The task
Can you copy the lines of the items below character for character, starting at the one containing "Can you find the geometric" and ending at the one containing "pixel 867 515", with both of those lines included?

Data section

=-=-=

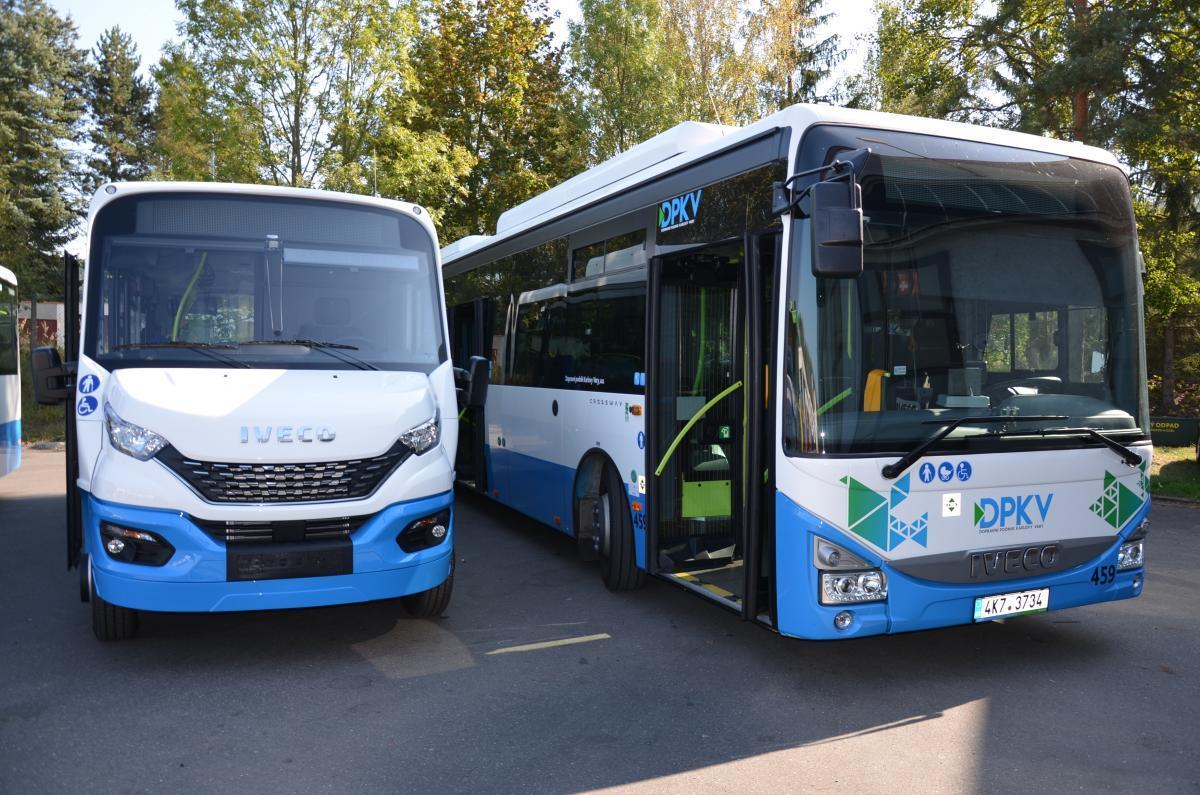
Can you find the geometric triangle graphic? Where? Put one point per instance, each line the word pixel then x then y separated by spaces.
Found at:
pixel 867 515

=-=-=

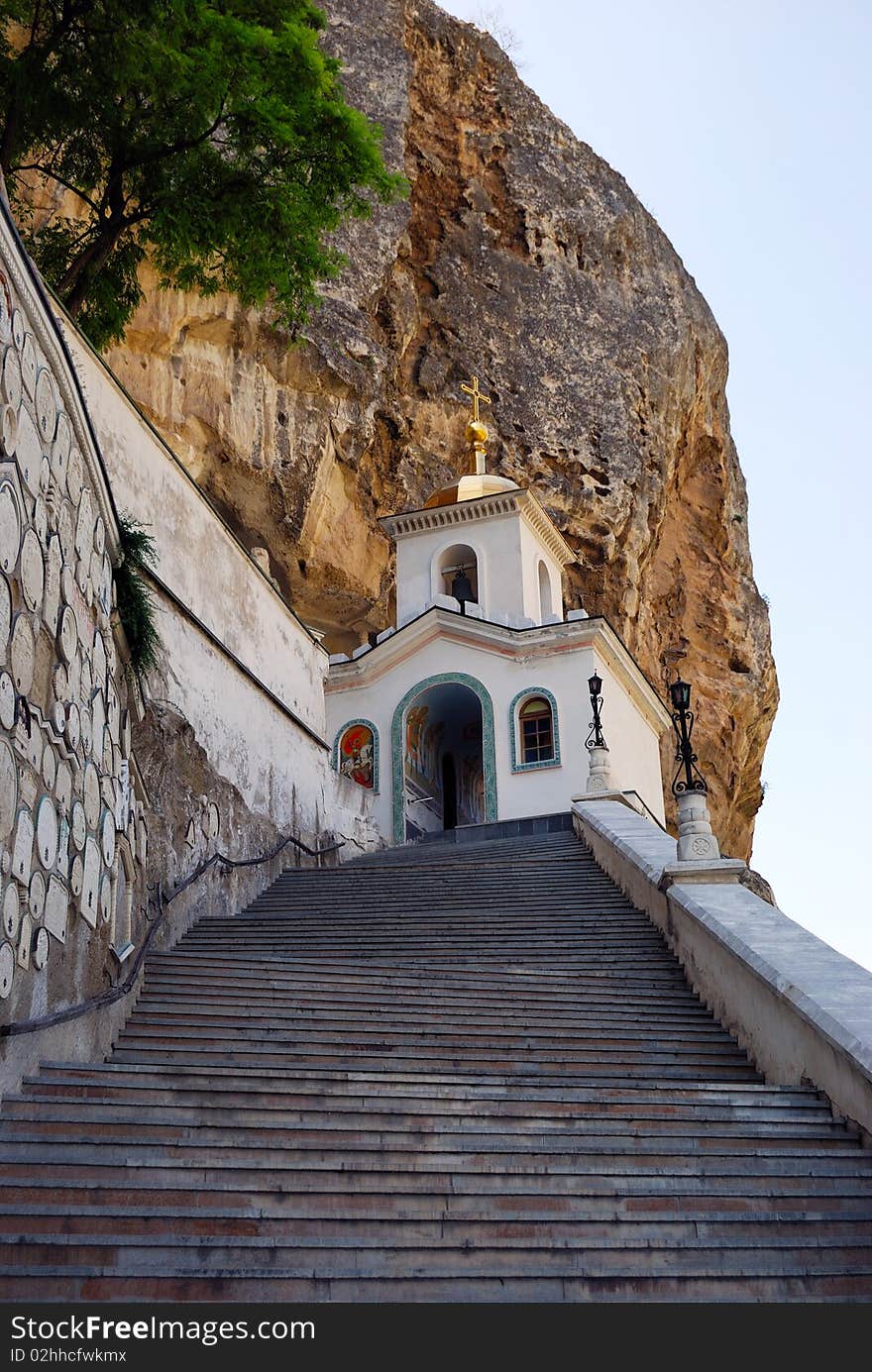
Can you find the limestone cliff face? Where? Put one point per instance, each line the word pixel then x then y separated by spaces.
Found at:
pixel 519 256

=-=-=

Reply
Can you find the geometric triangle graphic? Where? Put one point per instance, each line the word pixel then x then y separated by spaces.
Found at:
pixel 867 515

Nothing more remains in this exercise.